Written exercise:
Turn every line of the records below into a numbered list, skipping blank lines and leaving out the pictures.

## start Dataset extract

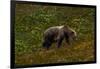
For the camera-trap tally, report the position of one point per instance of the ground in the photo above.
(32, 20)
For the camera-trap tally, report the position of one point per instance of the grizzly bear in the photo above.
(58, 34)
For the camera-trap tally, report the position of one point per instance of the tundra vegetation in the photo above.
(32, 20)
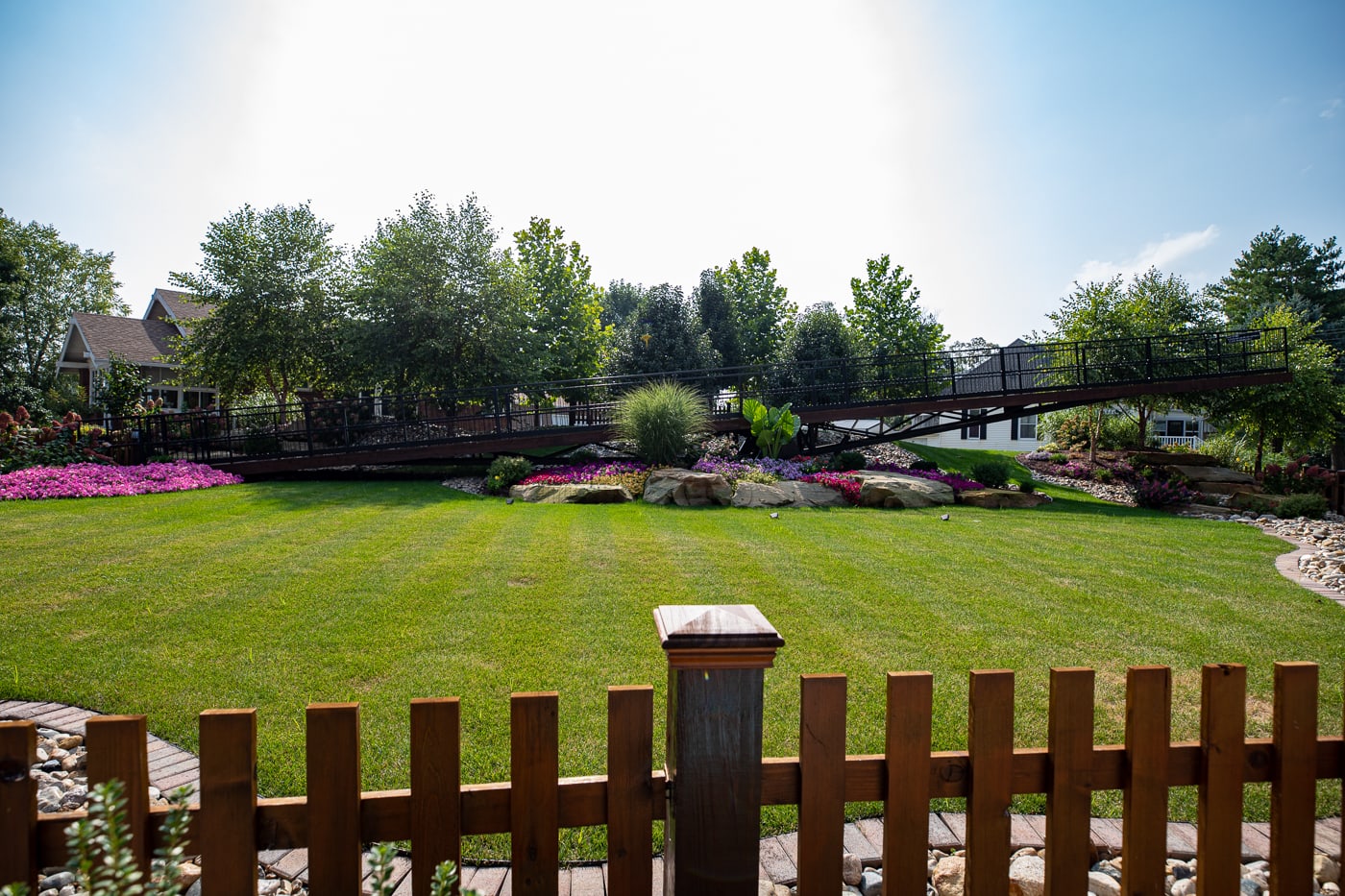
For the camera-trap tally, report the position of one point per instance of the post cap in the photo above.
(722, 637)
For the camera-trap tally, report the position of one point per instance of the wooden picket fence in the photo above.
(231, 824)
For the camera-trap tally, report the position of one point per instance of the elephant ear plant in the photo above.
(770, 426)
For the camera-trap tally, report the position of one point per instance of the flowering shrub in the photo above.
(1295, 478)
(1160, 493)
(631, 475)
(846, 485)
(957, 482)
(104, 480)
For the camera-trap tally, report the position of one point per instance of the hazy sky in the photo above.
(998, 151)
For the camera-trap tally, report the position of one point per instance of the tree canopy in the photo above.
(273, 278)
(887, 318)
(1284, 269)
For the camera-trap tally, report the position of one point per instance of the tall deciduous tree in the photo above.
(759, 308)
(273, 278)
(662, 335)
(887, 318)
(1305, 410)
(43, 280)
(1284, 269)
(567, 309)
(437, 305)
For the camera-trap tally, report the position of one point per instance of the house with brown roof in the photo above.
(145, 342)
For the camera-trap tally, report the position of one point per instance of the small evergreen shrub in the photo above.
(844, 460)
(663, 420)
(1301, 505)
(991, 472)
(506, 472)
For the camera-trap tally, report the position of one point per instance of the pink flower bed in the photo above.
(103, 480)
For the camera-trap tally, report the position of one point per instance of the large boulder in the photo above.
(787, 494)
(999, 498)
(894, 490)
(571, 494)
(686, 487)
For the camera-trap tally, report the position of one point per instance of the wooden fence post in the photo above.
(117, 748)
(1223, 736)
(1293, 790)
(990, 751)
(17, 805)
(332, 761)
(228, 801)
(717, 660)
(436, 788)
(1149, 711)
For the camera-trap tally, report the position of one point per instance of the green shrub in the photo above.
(1301, 505)
(663, 420)
(506, 472)
(991, 472)
(844, 460)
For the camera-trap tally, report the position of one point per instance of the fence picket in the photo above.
(228, 818)
(990, 747)
(436, 759)
(332, 745)
(1149, 697)
(629, 790)
(905, 831)
(534, 812)
(1293, 791)
(822, 787)
(1223, 728)
(118, 750)
(17, 805)
(1069, 797)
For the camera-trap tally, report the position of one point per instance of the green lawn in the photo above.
(273, 594)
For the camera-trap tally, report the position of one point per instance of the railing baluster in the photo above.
(1145, 804)
(1293, 791)
(436, 787)
(1223, 725)
(17, 805)
(534, 809)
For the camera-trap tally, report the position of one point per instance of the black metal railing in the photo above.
(322, 426)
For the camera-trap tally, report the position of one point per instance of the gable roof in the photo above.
(140, 342)
(179, 305)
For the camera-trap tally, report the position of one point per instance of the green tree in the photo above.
(1284, 269)
(814, 359)
(436, 304)
(663, 335)
(567, 326)
(759, 308)
(887, 318)
(1305, 410)
(43, 280)
(273, 278)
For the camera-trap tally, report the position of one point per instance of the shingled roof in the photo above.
(182, 305)
(140, 342)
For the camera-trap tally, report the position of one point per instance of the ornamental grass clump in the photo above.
(663, 420)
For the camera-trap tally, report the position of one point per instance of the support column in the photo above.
(717, 660)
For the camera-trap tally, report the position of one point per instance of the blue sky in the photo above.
(998, 151)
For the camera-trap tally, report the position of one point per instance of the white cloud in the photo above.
(1156, 254)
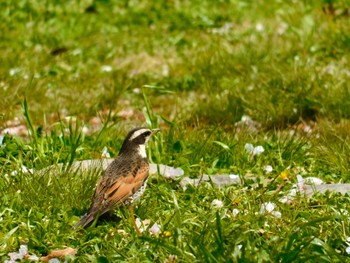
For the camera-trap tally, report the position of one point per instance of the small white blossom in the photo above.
(259, 27)
(313, 180)
(276, 214)
(258, 150)
(254, 150)
(347, 250)
(216, 203)
(106, 68)
(234, 176)
(267, 208)
(348, 245)
(105, 153)
(23, 250)
(268, 168)
(300, 183)
(54, 260)
(14, 71)
(249, 147)
(155, 229)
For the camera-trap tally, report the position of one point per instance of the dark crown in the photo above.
(135, 137)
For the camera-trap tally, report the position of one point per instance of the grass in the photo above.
(79, 75)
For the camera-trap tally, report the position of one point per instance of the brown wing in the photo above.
(119, 182)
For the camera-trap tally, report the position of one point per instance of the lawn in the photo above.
(215, 76)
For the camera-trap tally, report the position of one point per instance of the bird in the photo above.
(124, 180)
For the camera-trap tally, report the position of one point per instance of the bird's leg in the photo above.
(131, 210)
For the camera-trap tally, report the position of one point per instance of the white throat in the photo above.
(142, 150)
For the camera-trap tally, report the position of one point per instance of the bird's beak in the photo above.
(154, 131)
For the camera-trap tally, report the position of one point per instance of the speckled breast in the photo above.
(136, 196)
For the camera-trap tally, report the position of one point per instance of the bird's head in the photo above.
(136, 141)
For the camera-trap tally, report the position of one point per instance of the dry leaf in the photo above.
(59, 253)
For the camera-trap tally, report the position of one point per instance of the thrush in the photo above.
(124, 180)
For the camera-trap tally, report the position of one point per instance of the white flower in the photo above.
(254, 150)
(259, 27)
(347, 250)
(300, 183)
(249, 147)
(106, 68)
(23, 250)
(234, 176)
(216, 203)
(140, 225)
(54, 260)
(105, 153)
(313, 180)
(276, 214)
(14, 71)
(267, 208)
(268, 168)
(155, 229)
(258, 150)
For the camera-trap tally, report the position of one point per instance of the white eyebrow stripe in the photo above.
(138, 133)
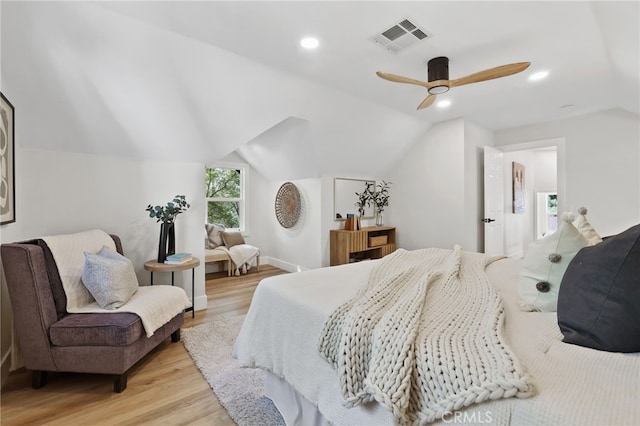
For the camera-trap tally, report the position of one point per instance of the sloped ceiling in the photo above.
(194, 81)
(96, 81)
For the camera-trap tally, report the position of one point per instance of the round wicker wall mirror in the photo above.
(288, 205)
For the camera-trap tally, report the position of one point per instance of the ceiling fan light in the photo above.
(438, 90)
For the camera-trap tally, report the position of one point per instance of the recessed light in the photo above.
(309, 42)
(538, 75)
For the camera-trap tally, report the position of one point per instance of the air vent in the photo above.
(400, 36)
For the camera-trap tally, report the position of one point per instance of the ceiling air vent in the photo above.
(400, 36)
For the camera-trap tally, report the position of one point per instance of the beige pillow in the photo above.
(232, 238)
(545, 264)
(213, 234)
(585, 227)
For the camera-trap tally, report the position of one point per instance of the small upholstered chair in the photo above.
(229, 247)
(51, 339)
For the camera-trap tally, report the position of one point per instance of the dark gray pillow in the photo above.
(599, 299)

## end Dataset extract

Correct result:
1. For the camera-trap tally, report the position of one point per instance of the ground in the photo above.
2. (32, 20)
3. For the camera-trap tally, report the position of one point per instance of the grizzly bear in the photo above.
4. (58, 34)
5. For the camera-trap tally, report the position of one point per instance of the tundra vegetation in the photo above.
6. (32, 20)
7. For the camera-trap tally, report the position of one point per instance of the post cap in the photo above.
8. (722, 637)
9. For the camera-trap tally, report the position of one point per instance of the wooden picket fence in the photo above.
10. (231, 824)
11. For the camera-trap tally, report the position of one point per instance of the elephant ear plant in the photo above.
12. (770, 426)
13. For the camera-trap tally, report the position of one point per instance of the flowering shrub in the photo above.
14. (1295, 478)
15. (1160, 493)
16. (631, 475)
17. (846, 485)
18. (957, 482)
19. (104, 480)
20. For the camera-trap tally, report the position of one point per instance of the hazy sky in the photo above.
21. (998, 151)
22. For the camera-trap tally, report the position of one point per instance of the tree canopy in the photo above.
23. (273, 278)
24. (887, 318)
25. (1284, 269)
26. For the camera-trap tally, report the position of one point per instance of the tall deciduous tree in the photo above.
27. (759, 308)
28. (273, 278)
29. (662, 335)
30. (887, 318)
31. (1305, 410)
32. (43, 280)
33. (1284, 269)
34. (567, 309)
35. (437, 305)
36. For the camera-trap tally, report the position of one point per instance of the house with brown roof in the photo above.
37. (145, 342)
38. For the camera-trap tally, report the position of one point per instance of the small evergreen shrub in the photo above.
39. (844, 460)
40. (663, 420)
41. (1301, 505)
42. (991, 472)
43. (506, 472)
44. For the camera-trap tally, report the position of one point per instance of the pink flower bed in the photo above.
45. (103, 480)
46. For the camera-trap tally, report the position of one point per instance of the large boulder in the photo above.
47. (787, 494)
48. (999, 498)
49. (894, 490)
50. (571, 494)
51. (686, 487)
52. For the camera-trap tally, report the position of one point per instance of the wooden fence post in the photo above.
53. (117, 748)
54. (1223, 736)
55. (1293, 790)
56. (990, 751)
57. (17, 805)
58. (332, 761)
59. (228, 801)
60. (717, 660)
61. (436, 788)
62. (1149, 711)
63. For the camera-trap tally, report the position of one point per instance of the green shrub in the photo above.
64. (1301, 505)
65. (663, 420)
66. (506, 472)
67. (991, 472)
68. (844, 460)
69. For the camera-trap tally, report the position of one point per instance of the fence picket in the photo above.
70. (228, 818)
71. (990, 747)
72. (436, 759)
73. (332, 745)
74. (1149, 697)
75. (629, 790)
76. (905, 831)
77. (534, 812)
78. (1293, 791)
79. (822, 787)
80. (1223, 728)
81. (118, 750)
82. (17, 805)
83. (1069, 797)
84. For the camera-trap tally, report the position of one point per instance of the green lawn in the photo above.
85. (273, 594)
86. For the camera-trap tally, report the position of one point per instance of the railing baluster in the photo above.
87. (1145, 804)
88. (1293, 791)
89. (436, 787)
90. (1223, 725)
91. (17, 805)
92. (534, 809)
93. For the camera-trap tally, report the position of one point per instance of the black metal railing in the photo above.
94. (322, 426)
95. For the camera-trap tally, report the position of one point per instance of the gable roof in the photo above.
96. (140, 342)
97. (179, 305)
98. For the camera-trap tally, report the position of one point per instance of the green tree in the photo above.
99. (1284, 269)
100. (814, 359)
101. (436, 304)
102. (663, 335)
103. (567, 326)
104. (759, 308)
105. (887, 318)
106. (1305, 410)
107. (43, 280)
108. (273, 278)
109. For the camera-trap tally, report the position of one point per instance of the shingled roof in the photo above.
110. (182, 305)
111. (140, 342)
112. For the camera-trap tally, report the position of one point per instance of the ornamental grass clump in the photo above.
113. (663, 420)
114. For the camera-trap tally, report the position of one point per instance of the support column in the photo above.
115. (717, 660)
116. For the camera-trap tally, report the position of one point per instance of the blue sky in the photo above.
117. (998, 151)
118. For the camera-trap tally, report the position of one point per instance of the white cloud in the photo above.
119. (1156, 254)
120. For the camera-trap tally, report the position of one point per instance of the small white blossom in the photo above.
121. (259, 27)
122. (313, 180)
123. (276, 214)
124. (258, 150)
125. (254, 150)
126. (347, 250)
127. (216, 203)
128. (106, 68)
129. (234, 176)
130. (267, 208)
131. (348, 245)
132. (105, 153)
133. (23, 250)
134. (268, 168)
135. (300, 183)
136. (54, 260)
137. (14, 71)
138. (249, 147)
139. (155, 229)
140. For the camera-trap tally, report the position of one point per instance of the dark crown in the photo above.
141. (135, 137)
142. For the camera-trap tally, report the position of one point per instance of the grass in the photo above.
143. (79, 75)
144. For the camera-trap tally, report the position of one point per instance of the brown wing in the photo above.
145. (119, 182)
146. For the camera-trap tally, report the position of one point per instance of the lawn in the photo above.
147. (215, 76)
148. For the camera-trap tally, report the position of one point per instance of the bird in the photo above.
149. (124, 180)
150. For the camera-trap tally, report the position of one point per instance of the bird's leg in the photo above.
151. (131, 210)
152. For the camera-trap tally, report the position of one point per instance of the white throat in the photo above.
153. (142, 150)
154. For the camera-trap tally, report the position of one point per instance of the bird's beak in the photo above.
155. (154, 131)
156. For the camera-trap tally, report the position of one point per instance of the speckled breast in the photo above.
157. (136, 196)
158. For the camera-trap tally, report the position of one point per instance of the bird's head in the photo above.
159. (136, 141)
160. For the camera-trap tally, report the position of one point per instance of the dry leaf in the photo above.
161. (59, 253)
162. For the camera-trap tally, report the position of one point per instance of the thrush in the photo above.
163. (124, 180)
164. For the camera-trap tally, report the position of one point per instance of the white flower in the photo above.
165. (254, 150)
166. (259, 27)
167. (347, 250)
168. (300, 183)
169. (249, 147)
170. (106, 68)
171. (23, 250)
172. (234, 176)
173. (216, 203)
174. (140, 225)
175. (54, 260)
176. (105, 153)
177. (313, 180)
178. (276, 214)
179. (14, 71)
180. (267, 208)
181. (268, 168)
182. (155, 229)
183. (258, 150)
184. For the camera-trap tally, report the position of one point per instance of the white eyebrow stripe in the photo above.
185. (138, 133)
186. For the camera-trap tally, report the position of one point per instance of the sloped ceiling in the photo above.
187. (194, 81)
188. (96, 81)
189. For the camera-trap tally, report the position of one point per instance of the round wicker wall mirror in the photo above.
190. (288, 205)
191. For the camera-trap tally, report the position of one point per instance of the ceiling fan light in the photo above.
192. (438, 90)
193. For the camera-trap tally, report the position of one point per instance of the recessed light in the photo above.
194. (309, 42)
195. (538, 75)
196. For the camera-trap tally, report the position of one point per instance of the air vent in the photo above.
197. (400, 36)
198. For the camera-trap tally, report the position of one point per instance of the ceiling air vent in the photo above.
199. (400, 36)
200. For the camera-trap tally, report the position of one point per instance of the beige pillow in the photo above.
201. (232, 238)
202. (545, 264)
203. (213, 234)
204. (585, 227)
205. For the camera-trap tally, report the position of one point per instance of the small upholstered chair in the photo above.
206. (229, 247)
207. (51, 339)
208. For the camera-trap tally, report the position of one point per instance of the dark gray pillow in the photo above.
209. (599, 299)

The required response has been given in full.